- What needs to be done
The whole listing is to be set down again without alteration.

- Dataset entries
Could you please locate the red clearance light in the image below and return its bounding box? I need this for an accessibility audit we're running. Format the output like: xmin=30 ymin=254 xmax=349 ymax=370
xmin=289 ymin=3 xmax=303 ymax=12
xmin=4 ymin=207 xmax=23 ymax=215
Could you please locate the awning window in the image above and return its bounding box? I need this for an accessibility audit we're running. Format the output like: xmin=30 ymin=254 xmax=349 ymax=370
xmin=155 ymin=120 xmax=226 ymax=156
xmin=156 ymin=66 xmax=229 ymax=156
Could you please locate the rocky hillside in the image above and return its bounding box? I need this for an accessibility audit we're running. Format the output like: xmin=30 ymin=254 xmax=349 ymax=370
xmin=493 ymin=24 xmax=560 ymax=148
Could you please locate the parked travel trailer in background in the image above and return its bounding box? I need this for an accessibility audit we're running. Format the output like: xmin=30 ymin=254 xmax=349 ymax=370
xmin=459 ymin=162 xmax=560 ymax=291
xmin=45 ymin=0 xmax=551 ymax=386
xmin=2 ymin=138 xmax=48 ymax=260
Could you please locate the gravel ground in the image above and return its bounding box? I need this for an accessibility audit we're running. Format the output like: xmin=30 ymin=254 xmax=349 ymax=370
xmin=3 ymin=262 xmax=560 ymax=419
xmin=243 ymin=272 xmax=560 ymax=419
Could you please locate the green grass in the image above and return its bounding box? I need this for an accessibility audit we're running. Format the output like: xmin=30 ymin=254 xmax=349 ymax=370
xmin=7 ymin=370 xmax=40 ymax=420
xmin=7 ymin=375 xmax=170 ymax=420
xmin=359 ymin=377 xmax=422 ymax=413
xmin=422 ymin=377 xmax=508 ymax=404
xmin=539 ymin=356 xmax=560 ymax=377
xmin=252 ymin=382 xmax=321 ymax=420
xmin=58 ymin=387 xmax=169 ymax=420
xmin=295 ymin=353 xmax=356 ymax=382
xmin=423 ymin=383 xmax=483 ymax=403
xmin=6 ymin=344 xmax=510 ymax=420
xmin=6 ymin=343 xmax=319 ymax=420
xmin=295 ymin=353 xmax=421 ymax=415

- Exercise solution
Could you please locate the red clearance light in the image below and return its bounding box? I need this for an accessibility audit we're running. Format the output like: xmin=30 ymin=254 xmax=349 ymax=370
xmin=289 ymin=3 xmax=303 ymax=12
xmin=4 ymin=207 xmax=23 ymax=215
Could you please locate the awning window in the image above and return its bounding box? I need this for an accessibility audit we're running. Format the output like: xmin=30 ymin=254 xmax=349 ymax=370
xmin=155 ymin=120 xmax=226 ymax=156
xmin=156 ymin=66 xmax=229 ymax=156
Could you please locate the rocky hillside in the image above and return its bounding box? I need this for an accessibility audit we're running. Format the output like: xmin=30 ymin=254 xmax=349 ymax=370
xmin=493 ymin=24 xmax=560 ymax=148
Could you please locate the parked travel trailer in background in the image above and return its bounding box? I need this for an accessibility audit we're running. Format the output like: xmin=30 ymin=254 xmax=349 ymax=370
xmin=459 ymin=162 xmax=560 ymax=291
xmin=45 ymin=0 xmax=551 ymax=386
xmin=2 ymin=138 xmax=48 ymax=260
Could you please locate the gravel ground in the image above and return its bounding box? I need this for an accessibility audit we're running. Format the output like: xmin=30 ymin=254 xmax=349 ymax=370
xmin=3 ymin=262 xmax=560 ymax=419
xmin=243 ymin=272 xmax=560 ymax=419
Could you please locate the green grass in the image above and return its bounding box? I need this for an accessibility audit we're running. Format the output like: xmin=30 ymin=254 xmax=349 ymax=370
xmin=7 ymin=370 xmax=40 ymax=420
xmin=7 ymin=375 xmax=170 ymax=420
xmin=359 ymin=377 xmax=422 ymax=413
xmin=422 ymin=377 xmax=508 ymax=404
xmin=539 ymin=356 xmax=560 ymax=377
xmin=252 ymin=382 xmax=321 ymax=420
xmin=58 ymin=387 xmax=169 ymax=420
xmin=295 ymin=353 xmax=356 ymax=382
xmin=423 ymin=383 xmax=483 ymax=403
xmin=6 ymin=344 xmax=510 ymax=420
xmin=6 ymin=343 xmax=319 ymax=420
xmin=295 ymin=353 xmax=421 ymax=415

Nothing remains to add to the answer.